◆ Goal: Render the lines below as a JSON list of strings, with one string per line and blank lines omitted. Leave the pictures out of the answer.

▼

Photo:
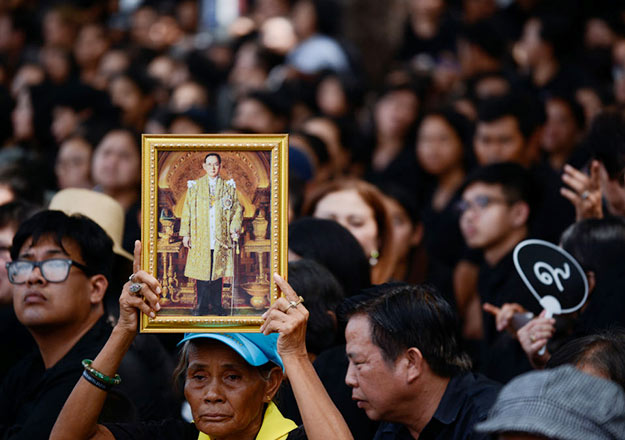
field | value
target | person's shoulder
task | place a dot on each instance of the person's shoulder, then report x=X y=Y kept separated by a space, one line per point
x=22 y=372
x=479 y=393
x=298 y=433
x=168 y=429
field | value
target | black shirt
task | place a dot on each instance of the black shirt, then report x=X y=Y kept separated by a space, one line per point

▲

◆ Exercise output:
[
  "Photo:",
  "field | value",
  "target | person's shoulder",
  "task | place a dot on each instance of the person's shoulder, then report x=X y=Y kept separated by a space, one line per point",
  "x=22 y=372",
  "x=479 y=393",
  "x=298 y=433",
  "x=168 y=429",
  "field | value",
  "target | black shirt",
  "task | place a dot on each instance of the black shirt, then report x=X y=Y kept separated by a space, one line per point"
]